* **THE TASK**
Can you return the records below exactly as they stand, but only from the first line through the one with "Drop one point per instance of the white towel."?

<<<<

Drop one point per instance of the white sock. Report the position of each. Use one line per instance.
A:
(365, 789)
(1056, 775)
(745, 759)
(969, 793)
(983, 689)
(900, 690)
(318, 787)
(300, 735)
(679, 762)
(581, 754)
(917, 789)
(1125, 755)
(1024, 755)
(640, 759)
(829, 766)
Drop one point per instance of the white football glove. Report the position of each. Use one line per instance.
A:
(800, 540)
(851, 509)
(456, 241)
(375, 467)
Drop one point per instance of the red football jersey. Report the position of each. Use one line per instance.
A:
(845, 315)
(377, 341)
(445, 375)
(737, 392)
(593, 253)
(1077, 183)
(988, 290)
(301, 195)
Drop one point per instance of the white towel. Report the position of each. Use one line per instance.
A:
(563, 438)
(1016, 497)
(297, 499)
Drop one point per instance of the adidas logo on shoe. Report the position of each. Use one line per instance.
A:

>>>>

* **COMPLETED EXERCISE**
Drop one point per instance of the white sock. Report the position of each. Use one line per instance.
A:
(365, 789)
(1056, 775)
(745, 759)
(969, 793)
(983, 689)
(900, 690)
(318, 787)
(300, 735)
(679, 762)
(581, 754)
(917, 789)
(1125, 755)
(1024, 755)
(640, 759)
(829, 766)
Drop one point per instance of the white football glove. Report the position of each. Use one line per instance.
A:
(800, 540)
(851, 509)
(456, 241)
(375, 467)
Drop one point per instance of the red football jersey. Report the position of each. Use one line per instance.
A:
(845, 315)
(377, 341)
(445, 375)
(737, 392)
(593, 253)
(1077, 183)
(988, 290)
(301, 195)
Drop one point per instance of the white towel. Report the position of each. Use one line per instance.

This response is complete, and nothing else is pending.